TEXT FOR ANALYSIS:
Content starts

Hastings-Prince Edward - Freemasons celebrate 150 years.
by Celia Ware
Freemasons all over Ontario will be celebrating their sesquicentennial in 2005. That’s 150 years of the grand jurisdiction in Ontario. As it happens, the Madoc-Marmora-Tweed Lodge has just celebrated 150 years and the Bancroft Lodge will be celebrating 100 years this summer. That’s a long time for a group that usually keeps a low profile within the community.
According to Eric Sandford, District Deputy Grand Master of Prince Edward District, things may be changing. The present Grandmaster of Ontario, Don Mumby, is encouraging Freemasons to become more open in their communities with the aim of attracting more members.
There are about 64,000 Masons in Ontario with 630 lodges in 46 districts. There are 14 lodges in the Prince Edward district which extends from Belleville to Brighton and from Bancroft to Picton.
If you want to know more about Freemasonry visit http://www.grandlodge.on.ca. The web site explains that Freemasonry is steeped in tradition and has a very long history. It is the oldest and largest fraternal organization with over four million members worldwide. Masons come from every walk of life, many religions and diverse ideologies. All believe in the existence of a Supreme Being. The Freemasonry purpose is to make good men better, and it teaches that each person has an obligation to make a difference for good.
Lodges hold very formal meetings with very particular rules and guidelines, something which certainly gives them an air of secrecy and mystery. They do, however, contribute considerable funds, very quietly, to charitable causes. In Ontario donations from the fraternity are in excess of $3-million, annually. Each district has a particular fund-raising project and this year the Prince Edward District is fund raising for amyotrophic lateral sclerosis (ALS or Lou Gehrig’s disease) by raffling off an all-terrain vehicle with trailer. Other prizes include a weekend in the Niagara region. They hope to raise $60,000. Last year they supported juvenile diabetes.

Content ends

MATERIAL SUPPLIED:
Content starts

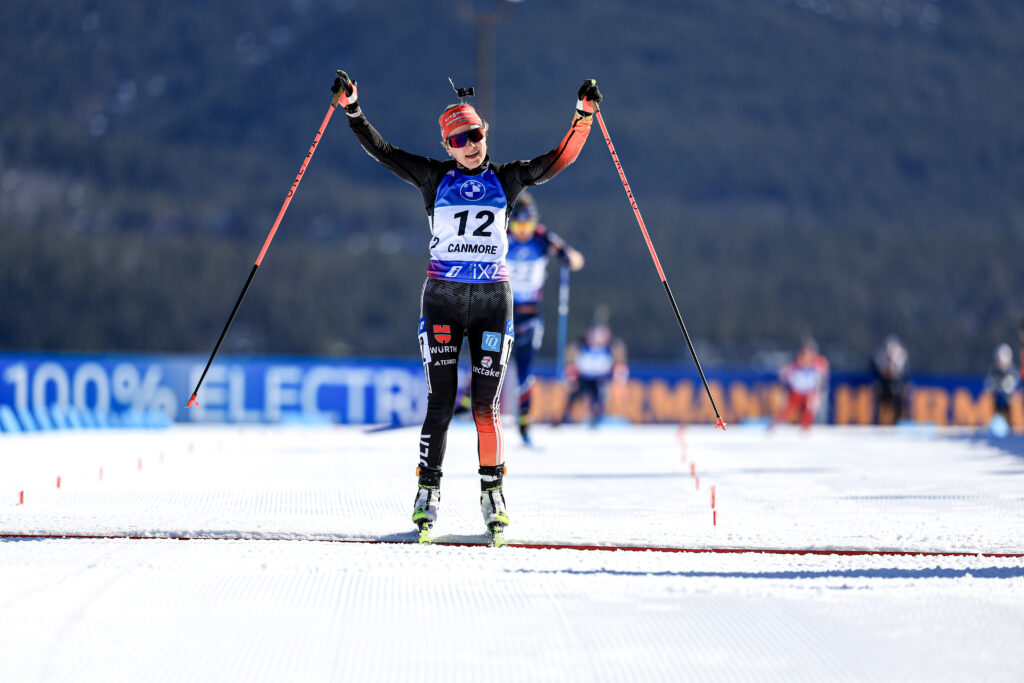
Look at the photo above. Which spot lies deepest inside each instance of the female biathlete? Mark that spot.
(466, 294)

Content ends
Content starts

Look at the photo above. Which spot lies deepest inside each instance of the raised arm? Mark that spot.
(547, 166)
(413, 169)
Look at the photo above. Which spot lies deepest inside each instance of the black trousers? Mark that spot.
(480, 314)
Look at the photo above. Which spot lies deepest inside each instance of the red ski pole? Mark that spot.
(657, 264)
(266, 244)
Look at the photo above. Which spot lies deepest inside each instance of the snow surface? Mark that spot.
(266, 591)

Content ends
Content starts

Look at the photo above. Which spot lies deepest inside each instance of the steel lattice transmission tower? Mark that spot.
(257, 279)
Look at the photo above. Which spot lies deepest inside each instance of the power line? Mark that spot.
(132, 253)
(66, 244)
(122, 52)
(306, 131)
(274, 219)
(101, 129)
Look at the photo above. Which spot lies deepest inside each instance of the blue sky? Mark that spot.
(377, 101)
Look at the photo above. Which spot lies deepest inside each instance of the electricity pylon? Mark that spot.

Content ends

YOUR TASK: Continue the news piece above about Ontario Freemasons celebrating 150 years, starting right after its last sentence.

ANSWER AREA:
Sandford says the Masons, as they are commonly known, are a fraternity rather than a social club and this is simply a matter of tradition. Although Freemasons are male, ladies with a connection to the group may join The Order of the Eastern Star.
On Sunday, May 15, the Prince Edward District will host their District Divine Service by inviting over 150 members of the district lodges, and their wives, to a parade with pipes and drummers, a church service and luncheon. The service will be held at Trinity United Church with Mr. Sandford’s daughter, the Reverend Heather Sandford, presiding. All Freemasons will be in full regalia and the general public is invited to the service and parade. There will be a gala celebration of the 150th anniversary of the Grand Lodge in Toronto in July.
As they say, if you’re interested in learning about becoming a Freemason, “To be one-Ask one.”